■ Fragmento del documento ■
>>>>

La reforma universitaria no puede convertirse, una vez más, en instrumento de confrontación demagógica
¿Cuántas veces se ha medido en educación el impacto de esta o aquella inversión, de la creación de esta o aquella titulación o universidad? Salvo la imprescindible de cada cuatro años cuando nos convocan a votar en las elecciones, apenas hay instituciones que hayan sido sometidas a la necesaria evaluación de resultados, rigurosa y externa a ella. En el mejor de los casos, la única evaluación es la meramente contable/fiscal, para conocer si quien debe cobrar el dinero lo ha hecho. Aspiro, en un sistema democrático, a un control público mayor.
La excusa que ponen muchos rectores para no realizar una evaluación más exhaustiva es el mandato constitucional de la muy constitucional «autonomía universitaria». Por lo tanto, los ciudadanos no tienen ningún instrumento para poder evaluar cómo se gasta el dinero público en la Educación Superior.
Al margen de las propuestas concretas que aparecen en el mencionado Informe de la Comisión de Expertos y que serán debatidas (desgraciadamente sólo en la comunidad universitaria), la iniciativa de que cada una de las universidades públicas serán evaluadas externamente de forma rigurosa cada cinco años y que se haga pública está causando mucha polémica. También ha suscitado mucha controversia la obligatoria presentación por parte del rector de un informe anual exhaustivo y que, en el caso de no ser aprobado, pueda significar, incluso, su destitución. Creo que una rendición de cuentas y resultados digna de tal nombre, no la actual, permitirá a los ciudadanos españoles obtener el conocimiento necesario sobre la situación real de cada una de las universidades.

<<<<

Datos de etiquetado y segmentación
>>>>

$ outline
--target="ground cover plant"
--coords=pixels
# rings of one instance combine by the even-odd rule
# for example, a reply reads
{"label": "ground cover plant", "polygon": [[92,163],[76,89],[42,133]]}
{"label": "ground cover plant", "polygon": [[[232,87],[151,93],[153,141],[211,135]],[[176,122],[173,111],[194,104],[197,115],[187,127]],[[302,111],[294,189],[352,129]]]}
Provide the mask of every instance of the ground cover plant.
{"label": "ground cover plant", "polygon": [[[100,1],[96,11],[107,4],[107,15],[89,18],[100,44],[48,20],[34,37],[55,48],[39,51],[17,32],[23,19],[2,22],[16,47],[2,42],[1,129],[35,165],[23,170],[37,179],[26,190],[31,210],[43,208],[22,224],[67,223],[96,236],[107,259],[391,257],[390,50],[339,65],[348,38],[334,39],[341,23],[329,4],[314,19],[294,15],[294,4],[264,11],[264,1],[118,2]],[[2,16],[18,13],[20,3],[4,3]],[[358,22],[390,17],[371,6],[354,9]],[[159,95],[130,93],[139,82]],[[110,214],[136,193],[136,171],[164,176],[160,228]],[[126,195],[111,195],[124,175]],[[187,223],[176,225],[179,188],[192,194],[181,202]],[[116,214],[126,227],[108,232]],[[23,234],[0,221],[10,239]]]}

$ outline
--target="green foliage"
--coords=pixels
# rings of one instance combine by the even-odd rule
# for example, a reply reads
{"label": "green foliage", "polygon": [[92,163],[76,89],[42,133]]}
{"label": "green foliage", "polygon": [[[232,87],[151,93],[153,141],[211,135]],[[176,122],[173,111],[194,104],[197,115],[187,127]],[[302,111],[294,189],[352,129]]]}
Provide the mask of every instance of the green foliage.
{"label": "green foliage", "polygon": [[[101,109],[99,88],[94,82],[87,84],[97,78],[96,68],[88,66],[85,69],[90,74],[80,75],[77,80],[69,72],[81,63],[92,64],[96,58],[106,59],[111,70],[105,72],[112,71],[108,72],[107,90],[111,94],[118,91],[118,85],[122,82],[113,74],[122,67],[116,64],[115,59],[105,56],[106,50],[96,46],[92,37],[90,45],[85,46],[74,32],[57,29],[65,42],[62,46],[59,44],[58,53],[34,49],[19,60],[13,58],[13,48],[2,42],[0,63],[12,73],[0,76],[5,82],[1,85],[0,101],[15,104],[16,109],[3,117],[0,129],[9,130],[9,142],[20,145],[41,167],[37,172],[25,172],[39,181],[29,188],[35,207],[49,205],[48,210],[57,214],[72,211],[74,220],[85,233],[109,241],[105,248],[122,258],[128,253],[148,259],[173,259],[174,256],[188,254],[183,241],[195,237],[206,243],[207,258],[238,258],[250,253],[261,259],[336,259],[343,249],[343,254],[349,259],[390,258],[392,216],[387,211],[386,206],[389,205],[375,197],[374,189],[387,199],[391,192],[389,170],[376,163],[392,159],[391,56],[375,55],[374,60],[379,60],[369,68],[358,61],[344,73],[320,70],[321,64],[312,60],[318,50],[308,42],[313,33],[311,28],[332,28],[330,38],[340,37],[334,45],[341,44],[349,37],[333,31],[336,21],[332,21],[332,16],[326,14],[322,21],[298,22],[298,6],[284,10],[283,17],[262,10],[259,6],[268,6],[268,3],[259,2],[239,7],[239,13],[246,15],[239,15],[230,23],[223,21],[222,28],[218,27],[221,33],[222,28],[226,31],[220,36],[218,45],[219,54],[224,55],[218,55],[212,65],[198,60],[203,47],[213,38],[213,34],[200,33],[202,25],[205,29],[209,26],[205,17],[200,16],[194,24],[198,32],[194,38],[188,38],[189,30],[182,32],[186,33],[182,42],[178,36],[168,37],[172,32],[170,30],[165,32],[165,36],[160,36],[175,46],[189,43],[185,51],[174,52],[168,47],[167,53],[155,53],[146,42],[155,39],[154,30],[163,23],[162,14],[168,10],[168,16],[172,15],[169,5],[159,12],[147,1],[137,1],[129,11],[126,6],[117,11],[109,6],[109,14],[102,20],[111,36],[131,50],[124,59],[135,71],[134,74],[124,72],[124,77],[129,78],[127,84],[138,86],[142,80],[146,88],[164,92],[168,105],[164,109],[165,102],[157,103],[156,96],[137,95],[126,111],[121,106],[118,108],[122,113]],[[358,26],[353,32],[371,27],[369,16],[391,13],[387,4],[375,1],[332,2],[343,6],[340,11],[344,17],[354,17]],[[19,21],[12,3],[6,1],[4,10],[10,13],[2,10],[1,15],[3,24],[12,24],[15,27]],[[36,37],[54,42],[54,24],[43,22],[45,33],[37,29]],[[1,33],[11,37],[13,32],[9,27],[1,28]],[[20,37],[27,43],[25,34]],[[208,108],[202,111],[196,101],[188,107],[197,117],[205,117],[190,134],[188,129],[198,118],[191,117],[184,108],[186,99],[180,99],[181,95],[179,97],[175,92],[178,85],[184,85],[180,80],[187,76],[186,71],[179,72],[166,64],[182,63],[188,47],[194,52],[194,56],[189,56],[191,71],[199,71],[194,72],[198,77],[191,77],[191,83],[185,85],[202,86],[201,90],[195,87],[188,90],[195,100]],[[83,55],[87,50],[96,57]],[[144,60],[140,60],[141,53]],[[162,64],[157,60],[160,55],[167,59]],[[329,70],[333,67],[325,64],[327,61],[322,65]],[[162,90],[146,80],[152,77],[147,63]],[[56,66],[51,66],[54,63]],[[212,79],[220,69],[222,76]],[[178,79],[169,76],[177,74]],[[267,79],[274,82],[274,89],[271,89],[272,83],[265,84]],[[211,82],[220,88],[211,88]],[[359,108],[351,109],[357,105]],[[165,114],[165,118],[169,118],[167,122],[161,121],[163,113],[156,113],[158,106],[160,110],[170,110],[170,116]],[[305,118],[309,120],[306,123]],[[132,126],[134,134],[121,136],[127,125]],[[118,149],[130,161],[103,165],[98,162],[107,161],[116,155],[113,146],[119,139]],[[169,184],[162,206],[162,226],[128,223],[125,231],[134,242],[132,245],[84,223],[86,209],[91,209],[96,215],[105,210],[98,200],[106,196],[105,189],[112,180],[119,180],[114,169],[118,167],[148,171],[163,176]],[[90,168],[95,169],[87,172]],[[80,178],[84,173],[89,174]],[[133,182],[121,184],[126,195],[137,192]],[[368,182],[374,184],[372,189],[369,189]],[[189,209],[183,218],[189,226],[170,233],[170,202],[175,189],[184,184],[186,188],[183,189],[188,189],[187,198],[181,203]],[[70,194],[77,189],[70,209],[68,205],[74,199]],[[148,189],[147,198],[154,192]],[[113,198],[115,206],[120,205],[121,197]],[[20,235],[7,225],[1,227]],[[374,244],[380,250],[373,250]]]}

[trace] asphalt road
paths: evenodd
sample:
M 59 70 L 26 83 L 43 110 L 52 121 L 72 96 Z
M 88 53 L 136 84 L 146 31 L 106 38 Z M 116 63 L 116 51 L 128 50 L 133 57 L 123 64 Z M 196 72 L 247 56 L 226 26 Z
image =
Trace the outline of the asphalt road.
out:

<<<<

■ Qué hay que hacer ■
1. Actualiza el fragmento sobre la reforma universitaria desde "Al margen de" hasta "de las universidades." y cambia "cinco años" por "tres años".
2. Prolonga el fragmento sobre la reforma universitaria a partir de su última oración.

■ Las respuestas ■
1.
Al margen de las propuestas concretas que aparecen en el mencionado Informe de la Comisión de Expertos y que serán debatidas (desgraciadamente sólo en la comunidad universitaria), la iniciativa de que cada una de las universidades públicas serán evaluadas externamente de forma rigurosa cada tres años y que se haga pública está causando mucha polémica. También ha suscitado mucha controversia la obligatoria presentación por parte del rector de un informe anual exhaustivo y que, en el caso de no ser aprobado, pueda significar, incluso, su destitución. Creo que una rendición de cuentas y resultados digna de tal nombre, no la actual, permitirá a los ciudadanos españoles obtener el conocimiento necesario sobre la situación real de cada una de las universidades.

2.
Finalmente nos podríamos preguntar si las medidas que se proponen en el informe servirán para corregir el rumbo que, en contra de la corriente de excelencia internacional, han tomado las universidades españolas. La respuesta va a depender de si definitivamente se da la «ventana de oportunidad histórica» de que los partidos políticos acuerden que la reforma universitaria no puede convertirse, una vez más, en instrumento de confrontación política demagógica con el único objetivo de conseguir votos y que nuestros conciudadanos vean las universidades como uno de los instrumentos fundamentales para la convivencia y progreso.